Сейчас пойду в столовку обедать. Читала до сих пор «Женский вопрос» Лили Браун; не особенно нравится мне эта книга, хоть она очень солидная, — но местами она очень хороша. Зато, Анюська, если найдешь Коллонтай «Социальные основы женского вопроса», то прочти, пожалуйста. Я испытывала нравственное удовлетворение, читая ее… Настроение здесь боевое и приподнятое. Образуется Красная гвардия, частичное обучение которой ведется в нашей столовке.
Из письма к матери, Екатерине Захаровне
11 сентября 1917 года
Моя родная мамуся, как я часто думаю о тебе, если бы ты знала, и как часто скучаю о тебе. Мамуся, крепко целую тебя. Скажи нашим, чтобы подробно написали о твоем здоровье.
Была на открытии «1-го рабочего театра». Было паршиво, но весело, так как мы были в одной компании и потому, что мы устроили, так сказать, демонстрацию: наши ребята после исполнения оркестром «Интернационала» кричали: «Да здравствует Третий Интернационал», «Долой войну!», и настроение в театре поднялось. Прощай, целую, мамуся, тебя крепко.
Твоя Люсик.
Из письма к Голе
Сентябрь 1917 г.
Дорогая Голя, мне захотелось видеть тебя… и так почему-то ясно, до болезненности отчетливо вспомнилась ты, а потом Анаид и все вы.
И мне кажется, что я и вы что-то уже разное… и быть может, вы все-таки теперь меня не поймете. Ты, должно быть, удивлена, что я говорю вы и я… а просто мне кажется, что у нас есть теперь такое, что не для всех нас одинаково дорого, как это было раньше. И это — общественная жизнь, которая красной нитью проходит в моих даже личных переживаниях… Я безумно вас люблю, и не тебе мне об этом говорить, но вы уже не «кровно» со мной связаны, теперь я уже не могу быть той Люсей по отношению к вам, как раньше, теперь я не смогу себя связать вами… теперь я не могу накладывать те дорогие, любимые, добровольно накладываемые «цепи», как это было со мной раньше и как это теперь со всеми вами. Мне это порой тяжело… и я иногда тоскую по этим дорогим цепям, но я не*променяю уж больше своей свободы — не физической, не пойми меня превратно, а нравственной… это свобода, свобода личности, является необходимым спутником моей жизни, целью которой является совершенно другое. Это стремление к моей цели и создает эту личную свободу.

(НАБОР ЗАДАНИЙ):
1. Назовите всех людей, которые в письмах 1917 года упомянуты по имени или фамилии. Саму писавшую не считайте.
2. Продолжите письма 1917 года со следующей фразы после последней.

(ПРЕДОСТАВЛЕННЫЕ ЗАПИСИ):
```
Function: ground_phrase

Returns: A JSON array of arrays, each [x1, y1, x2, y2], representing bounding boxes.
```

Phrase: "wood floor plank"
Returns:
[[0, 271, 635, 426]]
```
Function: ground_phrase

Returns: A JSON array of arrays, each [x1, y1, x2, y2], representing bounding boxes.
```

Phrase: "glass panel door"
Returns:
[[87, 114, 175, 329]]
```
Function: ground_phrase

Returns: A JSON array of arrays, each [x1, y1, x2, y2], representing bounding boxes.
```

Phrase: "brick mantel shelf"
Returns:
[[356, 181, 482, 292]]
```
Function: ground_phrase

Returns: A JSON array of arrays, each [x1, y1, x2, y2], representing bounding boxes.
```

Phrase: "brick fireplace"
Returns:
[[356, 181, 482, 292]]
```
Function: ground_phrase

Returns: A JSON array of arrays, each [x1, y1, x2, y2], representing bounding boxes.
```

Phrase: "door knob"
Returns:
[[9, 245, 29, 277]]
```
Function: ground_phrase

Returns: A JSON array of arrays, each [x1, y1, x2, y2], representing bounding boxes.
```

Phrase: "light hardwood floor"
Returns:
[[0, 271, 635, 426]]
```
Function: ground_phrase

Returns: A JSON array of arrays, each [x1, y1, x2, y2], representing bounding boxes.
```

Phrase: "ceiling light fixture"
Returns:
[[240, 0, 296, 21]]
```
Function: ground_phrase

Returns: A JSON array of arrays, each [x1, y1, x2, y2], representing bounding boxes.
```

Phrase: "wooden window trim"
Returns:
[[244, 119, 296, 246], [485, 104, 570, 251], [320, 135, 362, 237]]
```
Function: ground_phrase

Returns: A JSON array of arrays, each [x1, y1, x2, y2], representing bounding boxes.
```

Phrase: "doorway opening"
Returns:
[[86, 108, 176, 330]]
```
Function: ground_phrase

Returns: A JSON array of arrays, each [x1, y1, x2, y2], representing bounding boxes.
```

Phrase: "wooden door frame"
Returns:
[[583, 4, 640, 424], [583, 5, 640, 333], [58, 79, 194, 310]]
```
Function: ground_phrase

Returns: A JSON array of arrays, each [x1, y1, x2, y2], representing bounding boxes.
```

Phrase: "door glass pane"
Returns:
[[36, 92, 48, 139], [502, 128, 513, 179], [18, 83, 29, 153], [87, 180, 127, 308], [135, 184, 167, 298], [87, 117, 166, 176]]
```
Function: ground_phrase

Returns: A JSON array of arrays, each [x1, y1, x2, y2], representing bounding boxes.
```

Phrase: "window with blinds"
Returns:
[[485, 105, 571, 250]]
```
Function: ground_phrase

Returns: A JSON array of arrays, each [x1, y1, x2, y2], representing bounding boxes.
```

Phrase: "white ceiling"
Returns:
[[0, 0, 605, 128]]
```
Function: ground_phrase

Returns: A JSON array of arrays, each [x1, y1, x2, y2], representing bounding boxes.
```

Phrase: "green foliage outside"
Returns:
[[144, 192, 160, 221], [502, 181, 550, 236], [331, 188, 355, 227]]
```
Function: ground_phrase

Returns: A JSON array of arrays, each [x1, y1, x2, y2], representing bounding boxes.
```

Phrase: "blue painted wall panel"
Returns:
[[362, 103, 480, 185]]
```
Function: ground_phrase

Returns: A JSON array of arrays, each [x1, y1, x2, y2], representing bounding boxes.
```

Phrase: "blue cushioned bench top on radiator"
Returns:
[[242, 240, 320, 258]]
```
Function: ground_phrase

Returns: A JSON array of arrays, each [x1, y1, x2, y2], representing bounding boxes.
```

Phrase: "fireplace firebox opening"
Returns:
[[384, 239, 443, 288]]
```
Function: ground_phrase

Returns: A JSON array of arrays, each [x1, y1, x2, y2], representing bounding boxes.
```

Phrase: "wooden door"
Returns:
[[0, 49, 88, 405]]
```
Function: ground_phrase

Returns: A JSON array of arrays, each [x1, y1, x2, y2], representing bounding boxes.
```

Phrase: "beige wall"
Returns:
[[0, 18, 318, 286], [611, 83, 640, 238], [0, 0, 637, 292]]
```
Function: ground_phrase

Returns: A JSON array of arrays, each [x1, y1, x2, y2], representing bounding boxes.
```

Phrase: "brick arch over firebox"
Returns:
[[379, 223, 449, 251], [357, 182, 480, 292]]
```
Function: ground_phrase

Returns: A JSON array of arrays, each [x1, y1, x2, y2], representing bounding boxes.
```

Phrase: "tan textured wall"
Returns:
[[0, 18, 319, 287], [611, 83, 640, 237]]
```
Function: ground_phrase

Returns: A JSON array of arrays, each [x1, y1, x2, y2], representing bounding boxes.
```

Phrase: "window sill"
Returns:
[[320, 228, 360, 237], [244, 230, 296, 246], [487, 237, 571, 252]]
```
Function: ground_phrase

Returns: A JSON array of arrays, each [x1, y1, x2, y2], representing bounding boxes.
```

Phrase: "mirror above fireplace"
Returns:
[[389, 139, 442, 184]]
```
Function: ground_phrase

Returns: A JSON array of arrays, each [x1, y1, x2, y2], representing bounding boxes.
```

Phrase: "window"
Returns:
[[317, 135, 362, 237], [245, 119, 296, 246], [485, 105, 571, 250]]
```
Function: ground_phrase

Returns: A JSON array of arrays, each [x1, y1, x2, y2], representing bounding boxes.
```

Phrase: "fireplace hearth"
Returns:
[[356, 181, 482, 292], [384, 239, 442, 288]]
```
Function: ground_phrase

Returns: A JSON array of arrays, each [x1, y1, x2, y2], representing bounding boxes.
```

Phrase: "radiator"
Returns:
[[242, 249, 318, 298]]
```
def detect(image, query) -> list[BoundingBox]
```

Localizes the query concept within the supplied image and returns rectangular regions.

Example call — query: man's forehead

(ОТВЕТЫ ПО ЗАДАНИЯМ):
1. Лили Браун, Анюська, Коллонтай, Екатерина Захаровна, Голя, Анаид.

2.
Из писем к Аник
Сентябрь 1917 г.
Дорогая моя деточка, родная Анюся, голубочка Анюся, получила твое письмо. Неужели ты больна тифом, я очень боюсь и все тебя во сне после письма вижу. Анюся, я тебе написала программное письмо, над которым я много думала. Девочка моя, я так и угадала, что у тебя скверное настроение. Я прямо сама чувствую, как тебе «тяжело, тяжело — за все, за все». Вот именно за все, вот именно все (ух, как я это понимаю!) отдается острой болью в сердце, ноющей раной, болезненной, как будто бесконечной и неизлечимой тоской. Я все это так хорошо понимаю, что даже сама начинаю ощущать ее сейчас, — по-моему, это потому так, что только недавно, может за эти месяцы, я, может быть, навсегда отделалась от такой тоски. Аник, она у меня всегда была и отнимала у меня все силы; если ее не было (например, когда работала в подполье или после революции, во время горячей работы), так это потому, что, во-первых, был очень большой духовный подъем, а во-вторых, потому, что у меня начинало формироваться стойкое миросозерцание, которое теперь дало мне опору. Аник, эта тоска необходима, эта «тяжесть за все» — верный спутник хороших, лучших людей, сильных борцов, любящих красоту будущего и страдающих по ней.
Только теперь, когда я вижу грядущую дорогу развития, когда я почти ясно представляю себе, что делать, и главное — когда у меня вся психология меняется… только теперь у меня нет этого безымянного спутника — тоски, именно такой тоски «за все».
Радость моя, мне было больно за тебя, что тебе так скверно, но вместе с тем (понимаешь, какая я дура) мне хорошо, что ты такая, я думаю сейчас о том, как тебе будет хорошо, когда ты совсем освободишься от нее, и уже заранее радуюсь.
Моя девочка, насколько ты глубже меня, лучше меня, сложнее. Ты пишешь, что мы разные люди, да, может быть. Я все гораздо лучше переношу, и потому мне легче жить, но ты, Аник, ты совсем другое: тебе будет сквернее моего жить, тяжелее, но другим из-за тебя лучше будет, и потом ты лучше, лучше, и душа у тебя красивее и тоньше.
Девочка, напиши, моя Аник, про этот день, прошу тебя. Верно ты говоришь: «пусть побольше таких дней, хотя заниматься не могу в эти дни». Побольше света, радости, а там… пожалуй, иногда и наплевать.